STUDY TEXT:
Human Cognitive Benchmarks Reveal Foundational Visual Gaps in MLLMs
Pith reviewed 2026-05-23 02:33 UTC · model grok-4.3
The pith
The best MLLM reaches only 54% on digitized human tests of basic visual cognition.
A machine-rendered reading of the paper's core claim, the machinery that carries it, and where it could break.
Core claim
VisFactor digitizes 20 vision-centric subtests from FRCT across four domains of human visual cognition and supplies algorithms for automatic, controllable test-case generation. When 39 frontier MLLMs are evaluated, the best model scores 54.0% and all models fail consistently on mental rotation, spatial relation inference, and figure-ground discrimination, independent of size or prompting strategy. The benchmark exhibits Cronbach's alpha of 0.94 and construct validity relative to existing vision benchmarks, implying that improvements on general benchmarks may not reflect genuine human-like visual cognition.
What carries the argument
VisFactor, the benchmark that digitizes 20 FRCT subtests and automatically generates validated test cases with controllable difficulty.
If this is right
- MLLMs trained directly on complex tasks bypass the bottom-up visual hierarchy humans rely on.
- High scores on existing general vision-language benchmarks can coexist with absence of basic visual primitives.
- Failures on mental rotation, spatial inference, and figure-ground tasks occur regardless of model scale or prompting.
- The benchmark demonstrates high internal consistency (Cronbach's alpha = 0.94) and construct validity.
- Current performance gains may represent superficial mastery rather than foundational visual competence.
Where Pith is reading between the lines
- Models may continue to exhibit these gaps even as parameter counts increase unless training explicitly includes bottom-up visual primitives.
- Downstream errors in robotics, navigation, or diagram interpretation could trace directly to the identified failures.
- The automatic generation method could be reused to create similar benchmarks for auditory or temporal cognition in AI systems.
Load-bearing premise
The 20 digitized FRCT subtests and the automatic generation algorithm faithfully capture foundational visual primitives without introducing artifacts that change task difficulty.

PROVIDED RECORDS:

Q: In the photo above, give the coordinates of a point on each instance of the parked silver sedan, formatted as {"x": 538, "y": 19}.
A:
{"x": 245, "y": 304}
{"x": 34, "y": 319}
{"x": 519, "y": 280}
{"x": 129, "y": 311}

REQUIREMENT A: According to the VisFactor review, what score does the best of the 39 evaluated MLLMs reach?
REQUIREMENT B: Write out the passage of the VisFactor review that begins at the words "Human Cognitive Benchmarks" and stops after "basic visual cognition.", substituting "visual reasoning" for "visual cognition".
REQUIREMENT C: Condense the paragraph of the VisFactor review that begins "VisFactor digitizes 20 vision-centric subtests" into a short bulleted list, keeping its main facts.

PROBLEM SOLUTION A: 54.0%

PROBLEM SOLUTION B:
Human Cognitive Benchmarks Reveal Foundational Visual Gaps in MLLMs
Pith reviewed 2026-05-23 02:33 UTC · model grok-4.3
The pith
The best MLLM reaches only 54% on digitized human tests of basic visual reasoning.

PROBLEM SOLUTION C:
- VisFactor digitizes 20 vision-centric FRCT subtests across four domains of human visual cognition and generates test cases automatically with controllable difficulty.
- Among 39 frontier MLLMs, the best scores 54.0%.
- All models consistently fail on mental rotation, spatial relation inference, and figure-ground discrimination, regardless of size or prompting strategy.
- The benchmark has a Cronbach's alpha of 0.94 and construct validity relative to existing vision benchmarks.
- Gains on general benchmarks may therefore not reflect genuine human-like visual cognition.